The customized wheelchair could be the bridge between the patient and multiple functional tasks, facilitating independence in a vast majority of self-care and mobility activities. However, the treatment order only needs to pique the doctor’s interest with a primary, functional goal and justify the referral. 


NOTE: For Medicare patients, patients must receive a face-to-face visit from a primary physician to verify and establish a need for any powered wheelchair or scooter referral within a home or residential facility. Medicare will not fund a powered wheelchair solely for community access. 


What should the fitting session look like?

The fitting session is conducted during billable treatment minutes with the OT, the equipment provider, and the patient at the same time because this prevents any confusion about wheelchair measurements and functional impediments. While the equipment provider is responsible for taking and recording specific wheelchair and positioning measurements, it’s the OT’s responsibility to assess and factor in all current functional and self-care capacities:


  • Sitting/standing balance and duration
  • Asymmetrical posture, hemiparesis/hemiplegia, or other paralysis
  • Assist levels in toileting, hygiene, self-feeding, dressing, bathing, bed mobility, functional transfers, etc.
  • Cognitive capacity and safety awareness (ESSENTIAL information for operating a powered wheelchair)
  • Visual and perceptual deficits (also essential for operating any wheelchair safely)
  • Upper extremity strength and range of motion for wheelchair propulsion
  • History of compromised skin integrity, wounds, bed sores
  • History of ground-level of falls


Can my patient practice with a demo wheelchair?

---*---

- TASK STATEMENT -
Copy everything from "What should the" down to "functional transfers, etc." in the wheelchair fitting text, swapping "equipment provider" for "equipment supplier".

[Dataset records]
---*---

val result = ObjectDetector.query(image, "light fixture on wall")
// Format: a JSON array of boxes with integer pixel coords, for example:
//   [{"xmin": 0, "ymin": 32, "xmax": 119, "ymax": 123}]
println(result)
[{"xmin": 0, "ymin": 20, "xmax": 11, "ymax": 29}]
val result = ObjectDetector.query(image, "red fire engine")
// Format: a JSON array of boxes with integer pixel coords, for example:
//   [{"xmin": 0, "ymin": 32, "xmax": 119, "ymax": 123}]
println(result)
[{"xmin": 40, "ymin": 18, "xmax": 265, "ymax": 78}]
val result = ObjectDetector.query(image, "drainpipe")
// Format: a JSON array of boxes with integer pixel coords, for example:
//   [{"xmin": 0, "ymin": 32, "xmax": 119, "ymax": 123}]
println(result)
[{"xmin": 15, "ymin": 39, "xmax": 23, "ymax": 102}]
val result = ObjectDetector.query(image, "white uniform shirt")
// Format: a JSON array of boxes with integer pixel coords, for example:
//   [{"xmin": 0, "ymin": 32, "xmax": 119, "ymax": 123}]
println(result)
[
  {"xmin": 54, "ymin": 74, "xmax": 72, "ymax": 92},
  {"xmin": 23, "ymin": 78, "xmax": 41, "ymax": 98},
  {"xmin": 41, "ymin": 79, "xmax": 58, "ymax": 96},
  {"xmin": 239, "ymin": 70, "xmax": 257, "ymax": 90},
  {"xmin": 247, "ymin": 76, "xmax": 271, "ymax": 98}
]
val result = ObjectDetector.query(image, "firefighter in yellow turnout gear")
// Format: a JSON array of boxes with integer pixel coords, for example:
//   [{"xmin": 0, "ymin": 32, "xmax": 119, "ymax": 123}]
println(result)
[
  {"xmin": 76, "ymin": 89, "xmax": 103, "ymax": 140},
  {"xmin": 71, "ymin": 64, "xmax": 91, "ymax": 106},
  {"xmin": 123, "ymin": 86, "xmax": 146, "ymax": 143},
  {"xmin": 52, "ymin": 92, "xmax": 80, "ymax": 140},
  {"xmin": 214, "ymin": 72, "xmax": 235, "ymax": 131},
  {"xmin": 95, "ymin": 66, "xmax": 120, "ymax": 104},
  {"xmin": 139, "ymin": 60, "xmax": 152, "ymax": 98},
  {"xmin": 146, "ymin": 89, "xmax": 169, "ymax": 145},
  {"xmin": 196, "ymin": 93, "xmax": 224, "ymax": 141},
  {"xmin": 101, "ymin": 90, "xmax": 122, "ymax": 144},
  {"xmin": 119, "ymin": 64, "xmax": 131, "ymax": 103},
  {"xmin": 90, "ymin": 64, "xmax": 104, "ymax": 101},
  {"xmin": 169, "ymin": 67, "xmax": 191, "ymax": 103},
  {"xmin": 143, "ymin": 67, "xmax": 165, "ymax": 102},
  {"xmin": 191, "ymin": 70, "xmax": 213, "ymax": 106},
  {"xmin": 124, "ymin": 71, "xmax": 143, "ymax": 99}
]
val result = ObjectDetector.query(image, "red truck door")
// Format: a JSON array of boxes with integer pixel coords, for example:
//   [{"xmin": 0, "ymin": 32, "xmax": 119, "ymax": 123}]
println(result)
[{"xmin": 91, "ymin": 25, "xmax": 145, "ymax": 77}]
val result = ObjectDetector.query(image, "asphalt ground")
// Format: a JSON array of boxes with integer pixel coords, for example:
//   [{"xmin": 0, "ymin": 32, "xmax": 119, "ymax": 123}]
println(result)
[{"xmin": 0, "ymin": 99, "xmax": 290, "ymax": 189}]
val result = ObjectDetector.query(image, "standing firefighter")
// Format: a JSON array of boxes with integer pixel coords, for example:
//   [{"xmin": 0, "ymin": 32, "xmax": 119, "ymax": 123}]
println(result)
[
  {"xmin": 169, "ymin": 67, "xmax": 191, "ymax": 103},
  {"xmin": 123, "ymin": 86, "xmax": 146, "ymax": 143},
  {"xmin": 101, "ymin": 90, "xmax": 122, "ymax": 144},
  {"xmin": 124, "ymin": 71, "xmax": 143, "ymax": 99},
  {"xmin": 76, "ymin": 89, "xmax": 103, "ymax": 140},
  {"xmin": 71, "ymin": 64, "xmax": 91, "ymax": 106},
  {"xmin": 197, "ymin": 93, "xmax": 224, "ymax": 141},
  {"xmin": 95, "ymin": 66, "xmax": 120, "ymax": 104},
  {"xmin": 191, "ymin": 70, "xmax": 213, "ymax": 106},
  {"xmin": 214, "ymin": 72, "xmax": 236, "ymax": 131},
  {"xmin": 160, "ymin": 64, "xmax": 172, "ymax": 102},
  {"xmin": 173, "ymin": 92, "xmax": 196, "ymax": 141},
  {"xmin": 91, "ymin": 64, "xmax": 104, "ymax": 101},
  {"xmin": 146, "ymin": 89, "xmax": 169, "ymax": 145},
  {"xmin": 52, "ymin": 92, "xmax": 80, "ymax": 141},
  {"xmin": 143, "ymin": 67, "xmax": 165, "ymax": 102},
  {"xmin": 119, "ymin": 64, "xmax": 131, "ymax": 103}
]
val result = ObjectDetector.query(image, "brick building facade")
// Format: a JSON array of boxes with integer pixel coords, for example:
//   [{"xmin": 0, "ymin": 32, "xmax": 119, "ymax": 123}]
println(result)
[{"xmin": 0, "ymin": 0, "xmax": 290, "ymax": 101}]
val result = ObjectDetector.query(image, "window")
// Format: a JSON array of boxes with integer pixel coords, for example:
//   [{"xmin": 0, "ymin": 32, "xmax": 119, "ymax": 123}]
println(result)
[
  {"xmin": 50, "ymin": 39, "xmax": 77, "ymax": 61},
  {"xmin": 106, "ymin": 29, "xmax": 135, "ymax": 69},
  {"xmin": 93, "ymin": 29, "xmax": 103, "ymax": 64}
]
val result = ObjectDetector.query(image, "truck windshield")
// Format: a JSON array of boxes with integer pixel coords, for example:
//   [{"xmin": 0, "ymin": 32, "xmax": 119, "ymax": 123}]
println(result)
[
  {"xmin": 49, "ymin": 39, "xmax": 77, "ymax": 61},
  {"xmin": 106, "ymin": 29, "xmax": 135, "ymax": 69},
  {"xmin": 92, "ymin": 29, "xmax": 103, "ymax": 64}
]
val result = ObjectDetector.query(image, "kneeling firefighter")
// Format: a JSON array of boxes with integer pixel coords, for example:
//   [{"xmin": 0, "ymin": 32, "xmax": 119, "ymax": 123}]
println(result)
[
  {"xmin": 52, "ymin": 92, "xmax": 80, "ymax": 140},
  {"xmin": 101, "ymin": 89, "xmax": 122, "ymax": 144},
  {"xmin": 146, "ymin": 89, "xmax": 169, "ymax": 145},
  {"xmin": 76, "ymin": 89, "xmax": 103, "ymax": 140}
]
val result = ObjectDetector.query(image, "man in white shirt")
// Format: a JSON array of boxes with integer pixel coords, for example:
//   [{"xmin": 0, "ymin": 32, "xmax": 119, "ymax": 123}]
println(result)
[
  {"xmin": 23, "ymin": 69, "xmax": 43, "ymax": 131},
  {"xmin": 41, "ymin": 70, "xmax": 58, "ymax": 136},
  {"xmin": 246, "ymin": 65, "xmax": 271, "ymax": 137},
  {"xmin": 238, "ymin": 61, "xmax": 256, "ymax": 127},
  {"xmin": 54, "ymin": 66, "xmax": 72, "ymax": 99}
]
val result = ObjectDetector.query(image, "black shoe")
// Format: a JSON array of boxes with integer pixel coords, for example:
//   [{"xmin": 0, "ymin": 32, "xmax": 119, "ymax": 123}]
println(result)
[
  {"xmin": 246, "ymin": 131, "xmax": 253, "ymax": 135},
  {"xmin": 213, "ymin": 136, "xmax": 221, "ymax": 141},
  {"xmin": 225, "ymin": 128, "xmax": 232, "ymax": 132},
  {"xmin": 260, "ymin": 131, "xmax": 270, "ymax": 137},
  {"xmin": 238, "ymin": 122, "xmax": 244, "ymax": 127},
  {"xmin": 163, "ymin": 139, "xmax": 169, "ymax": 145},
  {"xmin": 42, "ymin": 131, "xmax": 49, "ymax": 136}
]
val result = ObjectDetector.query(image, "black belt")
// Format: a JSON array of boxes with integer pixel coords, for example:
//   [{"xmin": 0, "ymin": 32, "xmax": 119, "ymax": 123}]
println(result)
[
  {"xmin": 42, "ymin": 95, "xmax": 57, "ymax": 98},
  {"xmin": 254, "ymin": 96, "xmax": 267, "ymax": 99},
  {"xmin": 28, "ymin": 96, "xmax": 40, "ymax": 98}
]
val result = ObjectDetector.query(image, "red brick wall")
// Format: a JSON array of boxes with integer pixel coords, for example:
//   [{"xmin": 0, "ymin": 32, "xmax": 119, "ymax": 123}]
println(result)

---*---

- ANSWER SECTION -
What should the fitting session look like?

The fitting session is conducted during billable treatment minutes with the OT, the equipment supplier, and the patient at the same time because this prevents any confusion about wheelchair measurements and functional impediments. While the equipment supplier is responsible for taking and recording specific wheelchair and positioning measurements, it’s the OT’s responsibility to assess and factor in all current functional and self-care capacities:


  • Sitting/standing balance and duration
  • Asymmetrical posture, hemiparesis/hemiplegia, or other paralysis
  • Assist levels in toileting, hygiene, self-feeding, dressing, bathing, bed mobility, functional transfers, etc.